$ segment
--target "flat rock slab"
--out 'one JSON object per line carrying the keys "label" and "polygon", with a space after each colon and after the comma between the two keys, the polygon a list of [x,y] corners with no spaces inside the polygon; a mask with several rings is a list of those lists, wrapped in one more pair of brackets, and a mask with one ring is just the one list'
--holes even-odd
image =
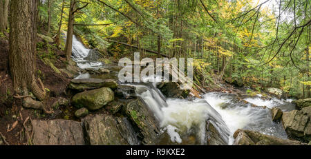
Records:
{"label": "flat rock slab", "polygon": [[283,113],[282,121],[288,134],[303,142],[311,141],[311,107]]}
{"label": "flat rock slab", "polygon": [[112,79],[100,79],[100,78],[84,78],[73,79],[69,84],[69,88],[77,91],[84,91],[101,87],[109,87],[115,89],[117,87],[117,83],[115,80]]}
{"label": "flat rock slab", "polygon": [[140,129],[140,136],[144,145],[156,145],[159,142],[160,128],[153,114],[148,109],[144,100],[138,98],[125,107],[122,111],[128,118]]}
{"label": "flat rock slab", "polygon": [[120,134],[115,118],[109,115],[90,115],[82,119],[91,145],[129,145]]}
{"label": "flat rock slab", "polygon": [[300,142],[282,139],[251,130],[238,129],[234,134],[234,145],[299,145]]}
{"label": "flat rock slab", "polygon": [[32,120],[35,145],[84,145],[82,125],[80,122],[57,119]]}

> REQUEST:
Reproduce the entries above with "nonzero" substituted for "even-odd" and everything else unchanged. Omit the pictures.

> RESULT OF THIS EXERCISE:
$ segment
--target "flat rock slab"
--out 'one JSON object per line carrying the keys "label" and "polygon", with a space after each colon and after the comma between the two keys, the polygon a list of [x,y] corners with no spaces inside the polygon; a mask with several rings is a list of those lists, wrapped in one more pair of brackets, and a mask with one ring is just the one list'
--holes nonzero
image =
Records:
{"label": "flat rock slab", "polygon": [[283,113],[282,121],[288,134],[303,142],[311,141],[311,107]]}
{"label": "flat rock slab", "polygon": [[112,79],[100,79],[100,78],[84,78],[73,79],[69,84],[69,88],[77,91],[84,91],[101,87],[109,87],[115,89],[117,87],[117,83],[115,80]]}
{"label": "flat rock slab", "polygon": [[140,129],[140,136],[144,145],[156,145],[159,142],[160,128],[153,114],[148,109],[144,100],[138,98],[125,107],[122,111],[128,118]]}
{"label": "flat rock slab", "polygon": [[120,134],[115,118],[109,115],[90,115],[82,119],[91,145],[129,145]]}
{"label": "flat rock slab", "polygon": [[300,142],[282,139],[251,130],[238,129],[234,134],[234,145],[299,145]]}
{"label": "flat rock slab", "polygon": [[32,120],[35,145],[84,145],[82,125],[80,122],[57,119]]}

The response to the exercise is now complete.